INPUT RECORDS:
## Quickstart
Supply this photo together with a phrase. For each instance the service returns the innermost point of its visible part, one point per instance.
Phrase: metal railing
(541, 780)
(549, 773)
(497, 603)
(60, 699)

OBJECTIVE:
Turn the listing above into a numbered list with one line per item, leaving out any blank lines.

RESULT FOR THIS TASK:
1. ## Quickstart
2. Supply this photo together with a phrase. For each instance the service returns the innermost point of its visible part, one point per instance.
3. Phrase: metal railing
4. (541, 780)
5. (549, 773)
6. (497, 603)
7. (60, 699)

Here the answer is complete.